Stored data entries
BEGIN

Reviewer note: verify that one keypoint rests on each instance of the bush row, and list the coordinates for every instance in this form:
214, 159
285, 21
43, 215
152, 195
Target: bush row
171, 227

END

# To do:
Give back every line of the data exactly as it was written.

# Exercise answer:
Reviewer note: verify that one keypoint rests on each instance of the bush row, and list the coordinates for every instance in this form:
214, 159
285, 21
43, 215
152, 195
Target: bush row
171, 227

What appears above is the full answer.